Record excerpts START

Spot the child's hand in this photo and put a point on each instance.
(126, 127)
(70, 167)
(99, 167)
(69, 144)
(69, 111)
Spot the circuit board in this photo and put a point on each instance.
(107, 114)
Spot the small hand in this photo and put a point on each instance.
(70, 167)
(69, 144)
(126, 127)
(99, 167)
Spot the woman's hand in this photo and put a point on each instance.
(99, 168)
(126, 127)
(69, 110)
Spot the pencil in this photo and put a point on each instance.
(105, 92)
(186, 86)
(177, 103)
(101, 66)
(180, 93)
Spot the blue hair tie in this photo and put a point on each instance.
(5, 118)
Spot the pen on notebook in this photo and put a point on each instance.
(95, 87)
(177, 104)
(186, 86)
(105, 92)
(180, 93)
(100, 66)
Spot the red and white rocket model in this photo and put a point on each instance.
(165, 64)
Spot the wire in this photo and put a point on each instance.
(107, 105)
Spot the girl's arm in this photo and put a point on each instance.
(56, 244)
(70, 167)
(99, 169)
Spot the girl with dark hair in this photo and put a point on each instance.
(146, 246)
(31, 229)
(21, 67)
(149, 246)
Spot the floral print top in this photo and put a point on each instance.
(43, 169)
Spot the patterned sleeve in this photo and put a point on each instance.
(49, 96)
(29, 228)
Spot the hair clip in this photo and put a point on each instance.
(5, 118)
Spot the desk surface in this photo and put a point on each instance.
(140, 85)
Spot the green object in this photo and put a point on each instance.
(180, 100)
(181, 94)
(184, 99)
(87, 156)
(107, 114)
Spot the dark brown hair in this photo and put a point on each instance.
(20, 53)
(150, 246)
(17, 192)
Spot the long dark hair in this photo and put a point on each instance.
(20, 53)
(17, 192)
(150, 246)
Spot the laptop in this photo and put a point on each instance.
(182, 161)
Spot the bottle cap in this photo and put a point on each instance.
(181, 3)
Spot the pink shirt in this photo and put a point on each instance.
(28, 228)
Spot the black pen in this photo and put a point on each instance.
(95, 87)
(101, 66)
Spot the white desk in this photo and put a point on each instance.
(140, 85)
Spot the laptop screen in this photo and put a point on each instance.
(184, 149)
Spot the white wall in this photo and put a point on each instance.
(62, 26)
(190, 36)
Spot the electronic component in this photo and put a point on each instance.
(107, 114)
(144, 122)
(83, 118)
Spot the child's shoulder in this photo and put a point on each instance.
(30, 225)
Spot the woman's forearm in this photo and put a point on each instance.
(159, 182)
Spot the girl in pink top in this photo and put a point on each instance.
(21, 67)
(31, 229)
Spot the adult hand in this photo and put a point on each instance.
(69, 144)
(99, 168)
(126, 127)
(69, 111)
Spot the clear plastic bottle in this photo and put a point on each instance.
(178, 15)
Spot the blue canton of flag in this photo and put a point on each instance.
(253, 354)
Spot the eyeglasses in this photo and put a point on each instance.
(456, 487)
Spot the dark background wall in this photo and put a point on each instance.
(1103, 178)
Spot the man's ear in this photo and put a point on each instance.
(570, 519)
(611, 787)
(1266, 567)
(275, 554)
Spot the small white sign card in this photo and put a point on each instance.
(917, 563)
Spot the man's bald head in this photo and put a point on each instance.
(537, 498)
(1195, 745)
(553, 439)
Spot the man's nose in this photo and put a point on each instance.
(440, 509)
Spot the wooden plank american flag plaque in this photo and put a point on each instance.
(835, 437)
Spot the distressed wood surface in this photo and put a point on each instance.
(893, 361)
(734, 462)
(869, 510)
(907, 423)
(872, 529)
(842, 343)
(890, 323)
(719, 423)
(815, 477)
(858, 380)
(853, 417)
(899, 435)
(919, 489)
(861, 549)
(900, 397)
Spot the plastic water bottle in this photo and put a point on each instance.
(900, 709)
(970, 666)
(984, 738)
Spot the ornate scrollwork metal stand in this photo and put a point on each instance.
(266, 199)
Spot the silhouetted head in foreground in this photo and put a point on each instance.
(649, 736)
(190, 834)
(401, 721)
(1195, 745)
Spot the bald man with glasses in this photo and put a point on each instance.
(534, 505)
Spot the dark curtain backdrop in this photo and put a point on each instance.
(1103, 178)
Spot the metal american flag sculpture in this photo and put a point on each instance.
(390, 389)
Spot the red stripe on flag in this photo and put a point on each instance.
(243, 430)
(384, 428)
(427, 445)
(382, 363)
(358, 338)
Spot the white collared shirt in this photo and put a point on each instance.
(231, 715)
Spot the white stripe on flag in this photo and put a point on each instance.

Record excerpts END

#### Exercise instructions:
Reproduce the preceding entries exactly and completely.

#### Reply:
Spot the child's hand in this photo and put a point on each instance.
(126, 127)
(70, 167)
(99, 167)
(69, 144)
(69, 111)
Spot the circuit board in this photo and put a point on each instance.
(107, 114)
Spot the small hand in this photo and put a point on each instance.
(70, 167)
(69, 144)
(126, 127)
(99, 167)
Spot the woman's hand in this photo and put a point on each instance.
(99, 168)
(126, 127)
(69, 110)
Spot the pencil in this photo and put a point on each instance.
(105, 92)
(186, 86)
(177, 103)
(101, 66)
(180, 93)
Spot the blue hair tie in this photo and put a point on each instance.
(5, 118)
Spot the pen on notebook in this photo and put a point on each instance.
(95, 87)
(177, 104)
(186, 86)
(105, 92)
(180, 93)
(100, 66)
Spot the red and white rocket model in this photo and put a point on each instance.
(165, 64)
Spot the wire in this photo and put a point on each instance.
(107, 105)
Spot the girl's arm in this photo and put a point on each instance.
(56, 244)
(70, 167)
(99, 169)
Spot the girl with dark hair in this photo and put a point on each instance.
(146, 246)
(31, 229)
(21, 67)
(149, 246)
Spot the floral print top in this photo and put a point on each instance.
(43, 169)
Spot the patterned sleeve in this photo and put a point on each instance.
(49, 96)
(29, 228)
Spot the hair clip in this photo and put a point on each instance.
(5, 118)
Spot the desk surface in this photo and put a point on each instance.
(140, 85)
Spot the green object in this photo and put a point on each instance.
(180, 100)
(181, 94)
(184, 99)
(87, 156)
(107, 114)
Spot the dark brown hair in this photo and put a point on each instance.
(20, 53)
(150, 246)
(17, 192)
Spot the long dark hair in this photo and put a point on each instance.
(20, 53)
(17, 192)
(150, 246)
Spot the laptop in this photo and put a point on each instance.
(182, 161)
Spot the bottle cap in this photo and put a point on each instance.
(181, 3)
Spot the pink shirt in this photo and put a point on each instance.
(28, 228)
Spot the black pen in this photo and put a point on each instance.
(95, 87)
(101, 66)
Spot the white desk in this photo and put a point on each instance.
(140, 85)
Spot the laptop screen in this photo and put a point on each instance.
(184, 149)
Spot the white wall in this photo and put a point on each instance.
(62, 26)
(190, 36)
Spot the electronic component in this photo and put a point on each instance.
(107, 114)
(144, 122)
(83, 118)
Spot the child's shoulder in this photo and put a point on each instance.
(30, 225)
Spot the woman's forearm in this photo and put a point on each instance.
(159, 182)
Spot the girl in pink top in this photo and put a point on each instance.
(21, 67)
(31, 229)
Spot the adult hand in this photo and put a point on each instance.
(69, 144)
(99, 168)
(126, 127)
(69, 111)
Spot the clear plastic bottle in this photo and put a point on each instance.
(178, 15)
Spot the blue canton of flag in this photo and put a point on each instance.
(253, 354)
Spot the eyeglasses in this photo and put a point on each instance.
(456, 487)
Spot the dark background wall in this photo and put a point on each instance.
(1103, 178)
Spot the man's ear in this photo and put a point on each instance.
(570, 519)
(611, 787)
(1266, 567)
(275, 554)
Spot the small white sign card in this photo and put a point on each instance.
(917, 563)
Spot the man's bald head in this photo and put a point on each instance.
(537, 498)
(1195, 745)
(553, 439)
Spot the man's nose in this photo and put a point on each instance.
(440, 509)
Spot the wooden plank american flag plaque in this photo and put a point on each instance.
(835, 437)
Spot the distressed wood surface in this photo and put a point on each instance.
(893, 361)
(734, 462)
(869, 510)
(907, 423)
(872, 529)
(842, 343)
(890, 323)
(719, 423)
(815, 477)
(858, 380)
(853, 417)
(899, 435)
(919, 489)
(861, 549)
(900, 397)
Spot the plastic water bottle in this photo and put a point on each instance.
(900, 709)
(970, 666)
(984, 738)
Spot the ornate scrollwork metal stand in this photo and put a point on each instance.
(266, 199)
Spot the silhouetted head in foreground in this photo and put a point on each instance.
(649, 736)
(190, 834)
(401, 721)
(1195, 745)
Spot the bald man with glasses in this photo and put a point on each instance.
(534, 505)
Spot the dark curtain backdrop in this photo and put a point on each instance.
(1103, 178)
Spot the metal american flag sculpture in this photo and put a point on each instance.
(390, 389)
Spot the red stripe on flag in this photo and put a point on each instance.
(243, 430)
(384, 428)
(427, 445)
(382, 363)
(358, 338)
Spot the white collared shirt in this photo and put a point on each instance.
(231, 715)
Spot the white stripe on flag in this photo and put a point on each instance.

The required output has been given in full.